Biden set a goal of installing 500,000 chargers throughout the United States by 2030, the same year it’s targeting 50% of all new vehicle sales being electric.

Congress authorized $7.5 billion in the Infrastructure Investment and Jobs Act, commonly known as the bipartisan infrastructure law, to fund construction of this national charging network. The Department of Transportation and the Federal Highway Administration finalized standards for the program, which require the provision of publicly accessible data on locations, price, and availability of charging stations for those funded with federal dollars.

Under the standards, fund recipients will also have to comply with “Build America, Buy America” conditions designed to strengthen domestic manufacturing. The FHWA has long-standing requirements applying to any infrastructure project it funds, such that all steel and iron that are “permanently incorporated” into a project must be produced in the U.S., unless those requirements are waived.

The agency will also require that 55% of the cost of components used in a charger be manufactured in the U.S. to be eligible for federal dollars.

The FHWA created a temporary “public interest” waiver to waive the Buy America requirements for steel, iron, manufactured products, and construction materials in EV chargers. The waiver “enables EV charger acquisition and installation to immediately proceed while also ensuring the application of Buy America to EV chargers by the phasing out of the waiver over time,” according to a summary.

Some manufacturers, including Tesla, assemble chargers in the U.S., making compliance with Buy America’s requirements easier to achieve, but other manufacturers and project developers sought more flexibility. They say the waiver is not sufficient.

Exercise materials:

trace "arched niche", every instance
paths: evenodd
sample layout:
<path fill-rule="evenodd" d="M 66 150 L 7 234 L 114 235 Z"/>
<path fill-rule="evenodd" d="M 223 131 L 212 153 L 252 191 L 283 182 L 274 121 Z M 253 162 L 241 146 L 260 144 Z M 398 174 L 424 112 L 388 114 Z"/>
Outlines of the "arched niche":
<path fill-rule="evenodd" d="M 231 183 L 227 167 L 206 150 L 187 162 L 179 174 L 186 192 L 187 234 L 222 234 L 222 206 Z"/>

Problems to work on:
- 1) In the excerpt on federal electric vehicle charger funding, what share of the cost of a charger's components must be manufactured in the U.S. for the charger to qualify for federal dollars?
- 2) Rewrite the listing with "arched niche" switched to "wall recess" at every occurrence, keeping all else unchanged.

Solutions:
- 1) 55%

- 2)
trace "wall recess", every instance
paths: evenodd
sample layout:
<path fill-rule="evenodd" d="M 66 150 L 7 234 L 114 235 Z"/>
<path fill-rule="evenodd" d="M 223 131 L 212 153 L 252 191 L 283 182 L 274 121 Z M 253 162 L 241 146 L 260 144 Z M 398 174 L 424 112 L 388 114 Z"/>
Outlines of the "wall recess":
<path fill-rule="evenodd" d="M 231 183 L 227 167 L 206 150 L 187 162 L 179 174 L 186 192 L 187 234 L 222 234 L 222 206 Z"/>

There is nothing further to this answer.